**EXERCISE DIRECTIONS:**
Having read the entries, repeat all of them exactly.

**DATA FOR ANALYSIS:**

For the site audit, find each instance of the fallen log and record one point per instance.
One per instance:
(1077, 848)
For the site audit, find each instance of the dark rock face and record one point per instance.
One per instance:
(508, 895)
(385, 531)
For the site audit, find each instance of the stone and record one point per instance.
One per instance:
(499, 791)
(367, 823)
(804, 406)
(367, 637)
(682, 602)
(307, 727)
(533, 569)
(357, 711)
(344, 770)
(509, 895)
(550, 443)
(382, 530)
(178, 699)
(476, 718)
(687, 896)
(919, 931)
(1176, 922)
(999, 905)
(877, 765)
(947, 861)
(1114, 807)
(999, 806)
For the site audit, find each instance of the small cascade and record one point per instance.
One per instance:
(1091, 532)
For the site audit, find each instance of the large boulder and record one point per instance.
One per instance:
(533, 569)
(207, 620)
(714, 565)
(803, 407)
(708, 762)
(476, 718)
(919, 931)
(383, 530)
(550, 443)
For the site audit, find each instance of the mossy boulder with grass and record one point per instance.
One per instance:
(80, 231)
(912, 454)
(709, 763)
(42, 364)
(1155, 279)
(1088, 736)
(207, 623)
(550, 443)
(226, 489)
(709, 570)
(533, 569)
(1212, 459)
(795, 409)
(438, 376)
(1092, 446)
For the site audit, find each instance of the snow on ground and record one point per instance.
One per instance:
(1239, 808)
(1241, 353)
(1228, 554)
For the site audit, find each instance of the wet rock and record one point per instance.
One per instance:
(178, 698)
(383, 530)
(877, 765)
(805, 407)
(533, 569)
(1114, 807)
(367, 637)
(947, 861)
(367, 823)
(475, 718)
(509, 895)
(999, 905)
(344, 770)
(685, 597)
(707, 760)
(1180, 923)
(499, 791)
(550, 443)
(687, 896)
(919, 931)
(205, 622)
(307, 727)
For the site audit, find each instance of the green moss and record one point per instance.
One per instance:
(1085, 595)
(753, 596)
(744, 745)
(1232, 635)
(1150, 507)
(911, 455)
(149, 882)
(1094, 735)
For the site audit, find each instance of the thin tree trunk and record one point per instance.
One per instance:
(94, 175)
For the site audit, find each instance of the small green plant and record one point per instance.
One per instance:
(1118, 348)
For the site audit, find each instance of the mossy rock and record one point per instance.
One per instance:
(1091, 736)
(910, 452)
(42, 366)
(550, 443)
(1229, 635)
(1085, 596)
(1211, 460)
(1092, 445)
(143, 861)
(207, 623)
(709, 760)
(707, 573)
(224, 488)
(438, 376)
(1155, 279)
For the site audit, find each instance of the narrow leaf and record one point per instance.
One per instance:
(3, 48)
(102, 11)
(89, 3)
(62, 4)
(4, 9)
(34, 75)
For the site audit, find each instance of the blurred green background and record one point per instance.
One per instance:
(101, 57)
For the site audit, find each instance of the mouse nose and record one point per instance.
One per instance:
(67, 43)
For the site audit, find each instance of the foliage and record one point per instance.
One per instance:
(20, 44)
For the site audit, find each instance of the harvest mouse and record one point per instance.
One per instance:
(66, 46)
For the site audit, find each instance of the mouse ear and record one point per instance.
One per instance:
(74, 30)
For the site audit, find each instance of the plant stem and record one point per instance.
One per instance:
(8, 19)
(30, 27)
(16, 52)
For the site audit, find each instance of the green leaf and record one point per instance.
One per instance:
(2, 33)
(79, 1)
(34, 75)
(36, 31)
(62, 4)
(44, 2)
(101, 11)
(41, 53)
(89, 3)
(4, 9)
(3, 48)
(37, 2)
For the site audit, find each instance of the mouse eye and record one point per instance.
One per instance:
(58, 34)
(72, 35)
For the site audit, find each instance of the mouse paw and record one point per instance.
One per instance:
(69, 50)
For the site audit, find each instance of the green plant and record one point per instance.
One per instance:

**SOLVED EXERCISE:**
For the site audit, find each instance of the fallen log and record one point per instance.
One per instance:
(1077, 848)
For the site audit, find each instance of the dark rock face and record one point per instance.
One per instance:
(508, 895)
(385, 531)
For the site audit, find each instance of the stone and record one point per instance.
One per instance:
(499, 791)
(367, 823)
(804, 406)
(367, 637)
(682, 602)
(307, 727)
(533, 569)
(357, 711)
(344, 770)
(509, 895)
(550, 443)
(382, 530)
(178, 699)
(476, 718)
(687, 896)
(919, 931)
(1176, 922)
(999, 905)
(877, 765)
(947, 861)
(1114, 807)
(999, 806)
For the site audit, find each instance of the small cascade and record one point per instance.
One per instance:
(1091, 532)
For the site audit, find each instance of the large boulder and record one point per instance.
One per instance:
(533, 569)
(207, 620)
(714, 565)
(803, 407)
(708, 762)
(476, 718)
(919, 931)
(383, 530)
(550, 443)
For the site audit, find each instance of the mossy boulder with grass and record one point per instance.
One per instance:
(80, 231)
(912, 454)
(709, 763)
(42, 364)
(1155, 279)
(1088, 736)
(207, 623)
(550, 443)
(226, 489)
(709, 570)
(533, 569)
(1212, 459)
(795, 409)
(438, 376)
(1092, 446)
For the site audit, find each instance of the snow on ground and record one point per instance.
One per instance:
(1239, 808)
(1241, 353)
(1228, 554)
For the site audit, find each instance of the wet rock and record one point per instance.
One per instance:
(178, 698)
(383, 530)
(877, 765)
(805, 407)
(533, 569)
(1114, 807)
(367, 637)
(947, 861)
(367, 823)
(475, 718)
(509, 895)
(999, 905)
(344, 770)
(685, 597)
(707, 760)
(1180, 923)
(499, 791)
(550, 443)
(687, 896)
(919, 931)
(205, 622)
(307, 727)
For the site audit, find each instance of the green moss and record one point per instance.
One per instance:
(1085, 595)
(753, 596)
(744, 745)
(1232, 635)
(1150, 507)
(911, 455)
(149, 882)
(1094, 735)
For the site audit, find each instance of the thin tree trunk and record one point per instance.
One per instance:
(94, 175)
For the site audit, find each instance of the small green plant and record one point per instance.
One per instance:
(1118, 348)
For the site audit, find each instance of the mossy rock and record one point per instance.
One per instance:
(1091, 736)
(910, 452)
(42, 366)
(550, 443)
(1229, 635)
(1085, 596)
(1211, 460)
(1092, 445)
(143, 861)
(207, 623)
(709, 760)
(707, 573)
(224, 488)
(438, 376)
(1155, 279)
For the site audit, find each instance of the narrow leaf and record one point per instance.
One per instance:
(3, 48)
(102, 11)
(89, 3)
(62, 4)
(4, 9)
(34, 75)
For the site audit, find each instance of the blurred green background and record one point per instance.
One per instance:
(101, 57)
For the site audit, find each instance of the mouse nose and record one point per instance.
One per instance:
(67, 43)
For the site audit, find each instance of the foliage and record one point per instance.
One per instance:
(20, 44)
For the site audit, find each instance of the harvest mouse and record one point per instance.
One per instance:
(66, 46)
For the site audit, find each instance of the mouse ear and record one point per instance.
One per instance:
(74, 30)
For the site audit, find each instance of the plant stem and record one point per instance.
One per instance:
(8, 19)
(30, 27)
(16, 52)
For the site audit, find each instance of the green leaf and record one point per instance.
One per instance:
(2, 33)
(79, 1)
(34, 75)
(36, 31)
(62, 4)
(44, 2)
(101, 11)
(41, 53)
(89, 3)
(4, 9)
(3, 48)
(37, 2)
For the site audit, find each instance of the mouse eye and record one point per instance.
One per instance:
(58, 34)
(72, 35)
For the site audit, find each instance of the mouse paw and record one point per instance.
One per instance:
(69, 50)
For the site audit, find each instance of the green plant and record one point per instance.
One per instance:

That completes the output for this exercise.